What to work on> Without pictures, repeat exactly the lines from the one containing "Confirm that each instance of the fluffy" through the end of the entries.

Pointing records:
** Begin **

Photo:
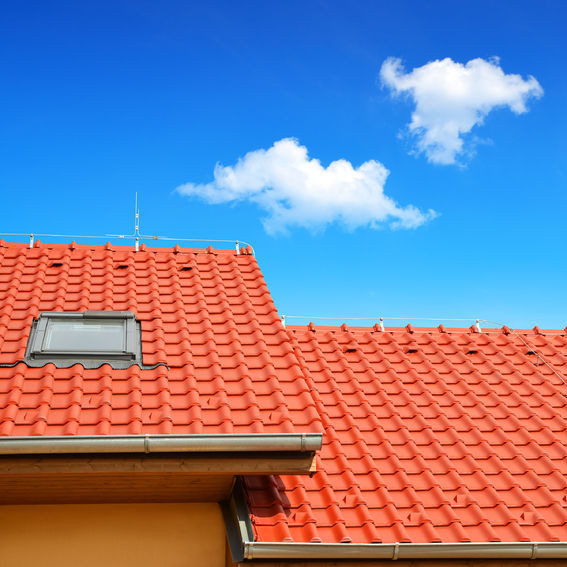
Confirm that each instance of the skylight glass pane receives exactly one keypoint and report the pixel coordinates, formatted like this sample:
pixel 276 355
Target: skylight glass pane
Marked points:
pixel 85 335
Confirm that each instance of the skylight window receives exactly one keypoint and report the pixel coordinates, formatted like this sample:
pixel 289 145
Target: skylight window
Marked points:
pixel 91 338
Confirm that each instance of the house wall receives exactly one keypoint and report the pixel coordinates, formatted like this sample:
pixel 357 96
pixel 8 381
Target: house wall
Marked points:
pixel 113 535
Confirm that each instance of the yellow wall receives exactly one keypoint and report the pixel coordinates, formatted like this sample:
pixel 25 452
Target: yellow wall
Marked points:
pixel 109 535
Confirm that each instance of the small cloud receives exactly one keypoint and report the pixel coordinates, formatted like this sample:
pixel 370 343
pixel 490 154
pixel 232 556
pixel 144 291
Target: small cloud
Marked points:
pixel 451 98
pixel 297 191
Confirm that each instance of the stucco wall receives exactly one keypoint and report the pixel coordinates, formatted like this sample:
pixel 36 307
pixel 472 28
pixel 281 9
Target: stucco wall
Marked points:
pixel 121 535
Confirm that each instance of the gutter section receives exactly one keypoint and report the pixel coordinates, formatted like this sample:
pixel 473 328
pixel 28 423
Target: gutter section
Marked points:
pixel 338 551
pixel 216 443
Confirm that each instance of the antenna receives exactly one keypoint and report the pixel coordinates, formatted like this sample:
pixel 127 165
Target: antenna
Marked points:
pixel 137 222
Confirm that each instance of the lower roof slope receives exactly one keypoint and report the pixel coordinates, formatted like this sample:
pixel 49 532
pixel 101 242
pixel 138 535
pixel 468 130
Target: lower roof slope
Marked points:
pixel 206 314
pixel 431 435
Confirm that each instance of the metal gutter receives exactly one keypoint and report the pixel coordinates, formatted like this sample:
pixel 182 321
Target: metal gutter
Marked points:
pixel 338 551
pixel 221 443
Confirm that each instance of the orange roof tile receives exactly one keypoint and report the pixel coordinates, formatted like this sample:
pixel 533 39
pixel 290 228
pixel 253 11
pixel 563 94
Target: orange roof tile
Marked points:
pixel 431 435
pixel 206 313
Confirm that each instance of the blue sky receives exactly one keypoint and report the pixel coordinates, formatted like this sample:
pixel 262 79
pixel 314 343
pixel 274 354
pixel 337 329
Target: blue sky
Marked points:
pixel 103 99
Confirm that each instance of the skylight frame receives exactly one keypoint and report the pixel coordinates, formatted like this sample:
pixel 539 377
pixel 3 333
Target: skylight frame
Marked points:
pixel 130 352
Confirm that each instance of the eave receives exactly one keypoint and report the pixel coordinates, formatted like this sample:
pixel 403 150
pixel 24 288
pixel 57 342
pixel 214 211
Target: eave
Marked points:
pixel 144 468
pixel 245 549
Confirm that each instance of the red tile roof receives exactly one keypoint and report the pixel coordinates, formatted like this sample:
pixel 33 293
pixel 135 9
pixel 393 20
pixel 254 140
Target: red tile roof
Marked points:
pixel 206 313
pixel 431 435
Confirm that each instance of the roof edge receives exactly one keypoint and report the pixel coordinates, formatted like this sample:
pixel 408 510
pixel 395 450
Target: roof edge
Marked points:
pixel 394 551
pixel 197 443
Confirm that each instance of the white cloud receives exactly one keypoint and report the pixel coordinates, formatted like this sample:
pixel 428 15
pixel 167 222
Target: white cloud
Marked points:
pixel 451 98
pixel 296 190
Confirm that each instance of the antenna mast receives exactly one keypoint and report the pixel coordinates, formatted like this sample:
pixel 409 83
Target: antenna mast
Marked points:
pixel 137 222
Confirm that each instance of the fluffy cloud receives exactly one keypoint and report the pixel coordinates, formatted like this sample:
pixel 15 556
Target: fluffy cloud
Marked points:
pixel 296 190
pixel 451 98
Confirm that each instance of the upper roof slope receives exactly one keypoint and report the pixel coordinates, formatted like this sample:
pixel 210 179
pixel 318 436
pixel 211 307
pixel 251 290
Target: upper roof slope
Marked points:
pixel 431 435
pixel 207 314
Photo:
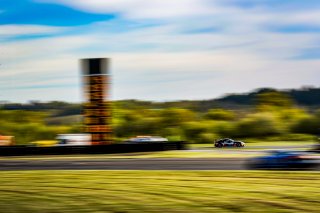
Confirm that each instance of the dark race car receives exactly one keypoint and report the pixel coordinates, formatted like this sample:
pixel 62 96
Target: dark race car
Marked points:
pixel 227 142
pixel 284 160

** End **

Output>
Confirm that each instance of the fluffy cloud receives exactly one keypoint and report the pixel coordinates, formatted like this sample:
pixel 15 556
Target: fluffy cloud
Marked points:
pixel 296 190
pixel 451 98
Confirm that each instance of the upper roof slope receives exactly one keypoint and report the pixel coordinates, formatted like this sample:
pixel 210 179
pixel 318 436
pixel 211 307
pixel 251 290
Target: upper roof slope
Marked points:
pixel 431 435
pixel 207 314
Photo:
Confirm that each instance of the dark race car receives exactly one keypoint and report the pixel coordinates, formatted like this sample:
pixel 62 96
Target: dark race car
Marked points:
pixel 227 142
pixel 284 160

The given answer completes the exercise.